**EXERCISE OBJECTIVE**
Give back the line that contains "Target: building shadow on ground" and every following line, exactly as they appear, through the end of the data.

**INFORMATION**
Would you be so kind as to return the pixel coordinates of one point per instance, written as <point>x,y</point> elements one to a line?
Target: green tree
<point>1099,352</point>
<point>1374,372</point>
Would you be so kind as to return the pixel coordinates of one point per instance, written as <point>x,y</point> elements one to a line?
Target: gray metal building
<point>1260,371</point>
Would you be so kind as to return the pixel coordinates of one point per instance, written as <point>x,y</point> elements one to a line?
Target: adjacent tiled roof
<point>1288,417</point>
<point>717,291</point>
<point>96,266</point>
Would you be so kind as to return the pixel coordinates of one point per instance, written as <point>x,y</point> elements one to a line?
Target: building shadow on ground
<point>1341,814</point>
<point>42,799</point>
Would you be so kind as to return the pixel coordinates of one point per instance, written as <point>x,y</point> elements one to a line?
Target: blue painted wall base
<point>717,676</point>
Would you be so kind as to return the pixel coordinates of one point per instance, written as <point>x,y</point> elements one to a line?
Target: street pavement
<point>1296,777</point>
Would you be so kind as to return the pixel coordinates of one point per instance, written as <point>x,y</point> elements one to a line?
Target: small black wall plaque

**REPLY TO THE TASK**
Target: building shadow on ground
<point>1341,814</point>
<point>42,799</point>
Would you be so kind as to return the pixel coordinates of one point per instance, written as <point>x,y</point> elements one to a line?
Target: blue painted wall base
<point>717,676</point>
Would you be so kind as to return the pixel coordinates of one point per instance, written as <point>x,y</point> elements one to a line?
Target: street pavement
<point>1296,777</point>
Would you be so kind as to return the pixel coordinates of one point per instance, written as <point>x,y</point> elements one to a line?
Target: small black wall plaque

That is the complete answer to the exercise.